ID :
157991
Wed, 01/19/2011 - 16:22
Auther :
Shortlink :
http://m.oananews.org//node/157991
The shortlink copeid
Train driver sobs over fatal crash in Vic
A train driver choked back tears at an inquest which heard there was nothing he
could do to avoid a crash with a truck which killed 11 people.
At a coronial inquest into the deaths, V/Line driver Barry Lidster has described a
"chaotic" scene after a truck driven by Christian Scholl slammed into his train at a
level crossing in northern Victoria on June 5, 2007.
He believes there is no training that could have prepared him for what he faced when
he walked into carriage B of his Swan Hill to Melbourne train.
Conductor Jodie Burford, who rushed to the aid of passengers, recalled seeing a hole
in the train and bodies on top of each other.
"It was like I had gone to some other planet," she said.
Minutes earlier, Ms Burford had been serving customers in the buffet as Mr Lidster
drove the train towards a crossing near Kerang.
Mr Lidster told the inquest in Bendigo he noticed a semi-trailer travelling too fast
to stop.
"I thought: 'There's nothing I can do now'," he said in a statement tendered at the
inquest.

· · · ·

-- Exercise details --
Quote the train crash article from "At a coronial" through "of each other.".

(Point-based annotation data)
· · · ·

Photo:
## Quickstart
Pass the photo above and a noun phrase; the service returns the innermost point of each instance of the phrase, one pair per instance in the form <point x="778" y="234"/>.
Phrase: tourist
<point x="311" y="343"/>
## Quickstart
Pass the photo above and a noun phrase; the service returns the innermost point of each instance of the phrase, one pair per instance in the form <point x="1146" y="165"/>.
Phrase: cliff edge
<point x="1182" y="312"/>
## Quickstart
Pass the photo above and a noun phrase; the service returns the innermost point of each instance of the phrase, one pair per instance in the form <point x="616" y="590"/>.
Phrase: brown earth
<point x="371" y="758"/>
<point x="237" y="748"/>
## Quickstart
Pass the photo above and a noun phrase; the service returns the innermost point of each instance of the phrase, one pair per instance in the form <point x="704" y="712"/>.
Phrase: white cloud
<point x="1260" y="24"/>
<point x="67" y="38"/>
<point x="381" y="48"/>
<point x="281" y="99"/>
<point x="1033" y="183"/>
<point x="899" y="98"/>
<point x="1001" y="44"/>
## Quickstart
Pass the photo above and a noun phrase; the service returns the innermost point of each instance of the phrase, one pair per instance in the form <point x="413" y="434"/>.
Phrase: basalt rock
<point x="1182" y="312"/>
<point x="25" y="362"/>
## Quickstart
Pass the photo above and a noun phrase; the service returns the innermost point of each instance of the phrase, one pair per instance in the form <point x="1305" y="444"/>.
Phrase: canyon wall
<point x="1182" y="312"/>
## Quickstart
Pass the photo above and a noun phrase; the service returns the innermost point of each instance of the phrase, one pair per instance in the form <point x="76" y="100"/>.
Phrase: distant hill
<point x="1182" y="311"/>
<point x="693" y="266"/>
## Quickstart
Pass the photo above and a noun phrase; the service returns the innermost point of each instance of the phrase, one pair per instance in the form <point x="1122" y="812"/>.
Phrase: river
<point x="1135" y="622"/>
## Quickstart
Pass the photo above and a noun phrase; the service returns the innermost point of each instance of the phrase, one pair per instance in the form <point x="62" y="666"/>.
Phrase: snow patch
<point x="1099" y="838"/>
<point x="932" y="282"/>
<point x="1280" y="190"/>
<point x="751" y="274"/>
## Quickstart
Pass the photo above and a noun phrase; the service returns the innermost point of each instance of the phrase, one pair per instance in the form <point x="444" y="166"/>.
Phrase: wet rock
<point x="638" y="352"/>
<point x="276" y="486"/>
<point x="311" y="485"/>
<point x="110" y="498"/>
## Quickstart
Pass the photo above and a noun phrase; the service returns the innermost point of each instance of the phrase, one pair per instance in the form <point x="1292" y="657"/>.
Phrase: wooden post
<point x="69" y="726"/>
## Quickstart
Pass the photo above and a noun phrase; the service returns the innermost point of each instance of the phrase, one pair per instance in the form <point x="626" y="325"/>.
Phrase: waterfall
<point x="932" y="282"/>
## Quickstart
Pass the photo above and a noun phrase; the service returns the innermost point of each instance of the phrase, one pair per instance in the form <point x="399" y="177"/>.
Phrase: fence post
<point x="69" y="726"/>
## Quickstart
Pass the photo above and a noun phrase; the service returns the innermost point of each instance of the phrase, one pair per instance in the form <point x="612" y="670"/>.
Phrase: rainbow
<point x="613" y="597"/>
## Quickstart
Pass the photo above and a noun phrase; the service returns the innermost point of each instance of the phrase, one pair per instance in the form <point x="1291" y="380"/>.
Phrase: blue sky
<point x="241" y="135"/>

· · · ·

-- Result of the task --
At a coronial inquest into the deaths, V/Line driver Barry Lidster has described a
"chaotic" scene after a truck driven by Christian Scholl slammed into his train at a
level crossing in northern Victoria on June 5, 2007.
He believes there is no training that could have prepared him for what he faced when
he walked into carriage B of his Swan Hill to Melbourne train.
Conductor Jodie Burford, who rushed to the aid of passengers, recalled seeing a hole
in the train and bodies on top of each other.